Problem to solve ▸ Retype the listing below line for line, keeping every character as it stands.
━━━━━ Task inputs
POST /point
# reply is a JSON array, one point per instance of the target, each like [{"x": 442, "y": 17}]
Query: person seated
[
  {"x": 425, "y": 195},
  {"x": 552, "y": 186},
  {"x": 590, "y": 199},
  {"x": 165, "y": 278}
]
━━━━━━━━━━
Expected output ▸
POST /point
# reply is a JSON array, one point per instance of the target, each like [{"x": 442, "y": 17}]
Query: person seated
[
  {"x": 425, "y": 195},
  {"x": 552, "y": 186},
  {"x": 590, "y": 199},
  {"x": 165, "y": 278}
]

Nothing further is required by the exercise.